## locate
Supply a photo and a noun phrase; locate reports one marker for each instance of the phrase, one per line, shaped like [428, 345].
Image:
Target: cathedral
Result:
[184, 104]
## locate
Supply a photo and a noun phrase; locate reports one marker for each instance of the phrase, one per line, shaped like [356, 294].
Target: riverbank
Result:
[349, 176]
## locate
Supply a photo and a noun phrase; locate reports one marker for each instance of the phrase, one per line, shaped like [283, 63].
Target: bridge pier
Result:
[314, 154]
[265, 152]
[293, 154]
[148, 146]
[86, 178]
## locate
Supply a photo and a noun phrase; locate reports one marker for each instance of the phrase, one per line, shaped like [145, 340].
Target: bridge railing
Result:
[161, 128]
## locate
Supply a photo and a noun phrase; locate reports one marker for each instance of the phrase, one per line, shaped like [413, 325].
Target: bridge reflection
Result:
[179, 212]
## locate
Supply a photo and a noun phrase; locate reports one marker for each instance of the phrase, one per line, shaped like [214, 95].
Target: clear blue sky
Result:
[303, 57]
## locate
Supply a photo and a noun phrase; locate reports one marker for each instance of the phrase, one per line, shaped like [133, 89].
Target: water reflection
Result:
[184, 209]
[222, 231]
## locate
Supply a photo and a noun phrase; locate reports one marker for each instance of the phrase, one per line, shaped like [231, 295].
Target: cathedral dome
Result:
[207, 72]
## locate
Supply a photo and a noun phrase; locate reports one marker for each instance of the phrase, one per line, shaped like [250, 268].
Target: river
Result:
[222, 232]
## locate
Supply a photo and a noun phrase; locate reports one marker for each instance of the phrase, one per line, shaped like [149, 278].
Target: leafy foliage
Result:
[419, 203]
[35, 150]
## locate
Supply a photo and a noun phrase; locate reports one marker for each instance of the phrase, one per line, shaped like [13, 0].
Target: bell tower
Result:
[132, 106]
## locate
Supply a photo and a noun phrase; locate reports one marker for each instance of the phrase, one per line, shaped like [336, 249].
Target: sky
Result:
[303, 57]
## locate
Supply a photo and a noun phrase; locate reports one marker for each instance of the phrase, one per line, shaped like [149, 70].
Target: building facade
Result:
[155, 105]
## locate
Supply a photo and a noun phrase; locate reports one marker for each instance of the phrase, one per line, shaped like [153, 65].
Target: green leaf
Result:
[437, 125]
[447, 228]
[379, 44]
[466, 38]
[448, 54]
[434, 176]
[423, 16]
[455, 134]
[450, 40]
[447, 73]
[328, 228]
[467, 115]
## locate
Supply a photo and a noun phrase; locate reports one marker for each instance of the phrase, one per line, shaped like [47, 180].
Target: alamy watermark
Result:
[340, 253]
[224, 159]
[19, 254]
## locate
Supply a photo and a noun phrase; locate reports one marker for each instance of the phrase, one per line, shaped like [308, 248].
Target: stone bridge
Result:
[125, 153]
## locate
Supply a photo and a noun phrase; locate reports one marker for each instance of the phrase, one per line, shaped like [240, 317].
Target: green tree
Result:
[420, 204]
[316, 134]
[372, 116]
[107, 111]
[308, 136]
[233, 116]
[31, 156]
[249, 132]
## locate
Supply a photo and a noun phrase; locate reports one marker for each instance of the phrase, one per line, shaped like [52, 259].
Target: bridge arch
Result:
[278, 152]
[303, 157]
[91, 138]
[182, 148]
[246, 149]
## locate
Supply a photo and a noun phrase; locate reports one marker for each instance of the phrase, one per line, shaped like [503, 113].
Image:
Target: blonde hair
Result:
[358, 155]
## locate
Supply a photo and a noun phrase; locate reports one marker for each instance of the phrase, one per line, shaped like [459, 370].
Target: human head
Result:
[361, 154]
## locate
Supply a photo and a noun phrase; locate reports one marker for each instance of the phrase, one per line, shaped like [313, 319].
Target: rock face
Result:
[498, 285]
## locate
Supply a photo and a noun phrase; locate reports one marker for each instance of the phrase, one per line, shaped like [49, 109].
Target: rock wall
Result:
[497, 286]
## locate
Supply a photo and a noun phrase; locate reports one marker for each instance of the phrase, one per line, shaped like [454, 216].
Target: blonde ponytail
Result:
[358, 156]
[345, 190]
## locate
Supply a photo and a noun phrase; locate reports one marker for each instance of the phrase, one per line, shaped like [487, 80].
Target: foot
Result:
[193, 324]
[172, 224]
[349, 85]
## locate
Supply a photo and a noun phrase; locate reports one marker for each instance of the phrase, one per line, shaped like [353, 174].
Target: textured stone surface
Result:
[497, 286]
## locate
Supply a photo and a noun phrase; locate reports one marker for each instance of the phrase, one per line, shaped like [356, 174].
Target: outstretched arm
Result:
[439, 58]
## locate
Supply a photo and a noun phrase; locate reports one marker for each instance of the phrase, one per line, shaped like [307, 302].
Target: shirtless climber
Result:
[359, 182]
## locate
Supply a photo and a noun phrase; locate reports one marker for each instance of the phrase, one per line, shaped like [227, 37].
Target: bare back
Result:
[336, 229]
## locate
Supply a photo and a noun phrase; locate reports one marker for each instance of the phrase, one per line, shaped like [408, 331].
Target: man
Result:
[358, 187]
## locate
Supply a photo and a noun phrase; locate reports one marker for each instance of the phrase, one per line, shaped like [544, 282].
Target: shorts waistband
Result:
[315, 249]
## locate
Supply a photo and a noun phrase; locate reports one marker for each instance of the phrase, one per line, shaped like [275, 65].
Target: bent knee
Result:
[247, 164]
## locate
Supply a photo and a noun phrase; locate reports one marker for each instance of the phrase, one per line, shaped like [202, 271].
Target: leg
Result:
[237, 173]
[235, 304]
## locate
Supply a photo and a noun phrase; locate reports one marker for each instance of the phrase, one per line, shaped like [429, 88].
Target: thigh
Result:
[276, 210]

■ ■ ■ ■

-- Instructions for the task --
Output each entry precisely as given.

-- Solution --
## locate
Supply a photo and a noun phrase; locate reports one marker for each instance of the phrase, one per line, shaped like [428, 345].
Image:
Target: cathedral
Result:
[184, 104]
## locate
Supply a photo and a noun phrase; locate reports one marker for each instance of the phrase, one per line, shaped like [356, 294].
Target: riverbank
Result:
[349, 176]
## locate
Supply a photo and a noun phrase; locate reports one marker for each instance of the phrase, one per line, shaped like [283, 63].
Target: bridge pier
Result:
[314, 154]
[265, 152]
[293, 154]
[148, 146]
[86, 178]
## locate
Supply a photo and a noun phrase; locate reports one marker for each instance of the phrase, one per line, shaped like [145, 340].
Target: bridge railing
Result:
[161, 128]
## locate
Supply a photo and a noun phrase; locate reports one marker for each instance of the phrase, one per line, shaped like [413, 325].
Target: bridge reflection
Result:
[179, 212]
## locate
Supply a photo and a noun phrase; locate reports one marker for each instance of the phrase, one per line, shaped like [214, 95].
Target: clear blue sky
Result:
[303, 57]
## locate
Supply a photo and a noun phrase; locate reports one marker for each instance of the phrase, one per line, shaped like [133, 89].
Target: water reflection
Result:
[184, 209]
[222, 231]
## locate
Supply a photo and a noun phrase; locate reports one marker for each instance of the phrase, one per line, shaped like [231, 295].
Target: cathedral dome
Result:
[207, 72]
## locate
Supply a photo and a noun phrase; locate reports one marker for each instance of the phrase, one per line, shaped like [250, 268].
Target: river
Result:
[222, 232]
## locate
Supply a photo and a noun phrase; locate reports one marker for each instance of the phrase, one per line, shaped like [149, 278].
Target: leafy foliage
Result:
[419, 203]
[35, 150]
## locate
Supply a photo and a noun phrase; locate reports one marker for each instance of the phrase, one per line, shaped like [13, 0].
Target: bell tower
Result:
[132, 106]
## locate
Supply a photo and a noun phrase; locate reports one marker for each instance of the phrase, one per line, shaped like [336, 249].
Target: sky
Result:
[303, 57]
## locate
Supply a photo and a noun phrase; locate reports one marker for each instance of the phrase, one per line, shaped like [149, 70].
Target: building facade
Result:
[155, 105]
## locate
Supply a photo and a noun phrase; locate reports one marker for each instance of the phrase, one per line, shaped like [153, 65].
Target: green leaf
Result:
[437, 125]
[447, 228]
[379, 44]
[466, 38]
[448, 54]
[434, 176]
[423, 16]
[455, 134]
[450, 40]
[447, 73]
[328, 228]
[467, 115]
## locate
Supply a photo and a noun phrase; locate reports one marker for each instance of the phrase, one per line, shaped like [47, 180].
Target: alamy watermark
Result:
[340, 253]
[224, 159]
[19, 254]
## locate
Supply a photo and a noun phrase; locate reports one marker for each instance of the phrase, one per line, shaped like [308, 248].
Target: stone bridge
Result:
[125, 153]
## locate
Supply a photo and a noun phrase; locate reports one marker for each instance of the phrase, one per line, shaped like [240, 317].
Target: green tree
Result:
[420, 204]
[316, 134]
[372, 116]
[107, 111]
[308, 136]
[233, 116]
[31, 156]
[249, 132]
## locate
Supply a photo and a noun phrase; locate reports one marker for each instance of the phrase, one per line, shaped like [52, 259].
Target: bridge arch
Result:
[278, 152]
[303, 157]
[91, 138]
[182, 148]
[246, 149]
## locate
Supply a photo and a noun phrase; locate reports one marker for each instance of the phrase, one per line, shaped like [503, 113].
Image:
Target: blonde hair
Result:
[358, 155]
## locate
Supply a photo and a noun phrase; locate reports one marker for each instance of the phrase, one per line, shaped like [459, 370].
Target: human head
Result:
[361, 154]
## locate
Supply a photo and a noun phrase; locate reports one marker for each instance of the phrase, one per line, shaped like [313, 319].
Target: rock face
Result:
[498, 285]
## locate
Supply a photo and a noun phrase; locate reports one marker for each instance of the phrase, one per line, shaped like [49, 109].
Target: rock wall
Result:
[497, 286]
## locate
Supply a photo and a noun phrase; locate reports one marker for each instance of the phrase, one per line, shaped like [454, 216].
Target: blonde ponytail
Result:
[358, 156]
[345, 190]
## locate
Supply a photo and a noun phrase; locate reports one marker for each instance of the phrase, one per line, shaped like [487, 80].
Target: foot
Result:
[193, 324]
[172, 224]
[349, 85]
## locate
Supply a photo and a noun phrase; locate reports one marker for each instance of the phrase, one per line, shaped like [353, 174].
Target: textured stone surface
Result:
[497, 286]
## locate
Supply a photo and a noun phrase; locate reports one marker for each instance of the phrase, one per line, shaped like [356, 174].
Target: outstretched arm
Result:
[439, 58]
## locate
Supply a photo and a noun phrase; locate reports one marker for each instance of the phrase, one per line, shaped like [307, 302].
Target: shirtless climber
Result:
[359, 182]
## locate
Supply a photo and a noun phrase; locate reports one marker for each instance of the phrase, one per line, shaped like [227, 37].
Target: bare back
Result:
[336, 229]
## locate
Supply a photo and a noun phrase; locate reports one marker for each instance of the phrase, one per line, shaped like [408, 331].
Target: man
Result:
[358, 187]
## locate
Supply a photo and a noun phrase; locate reports one marker for each instance of the phrase, one per line, shaped like [544, 282].
Target: shorts waistband
Result:
[315, 249]
## locate
Supply a photo and a noun phrase; locate reports one marker for each instance of the phrase, one per line, shaped like [275, 65].
Target: bent knee
Result:
[247, 164]
## locate
Supply a photo and a noun phrase; locate reports one marker for each instance of the phrase, one per line, shaped like [202, 271].
Target: leg
Result:
[237, 173]
[235, 304]
## locate
Supply a photo and a noun phrase; locate reports one marker for each instance of the phrase, one per line, shaped like [429, 88].
Target: thigh
Result:
[276, 210]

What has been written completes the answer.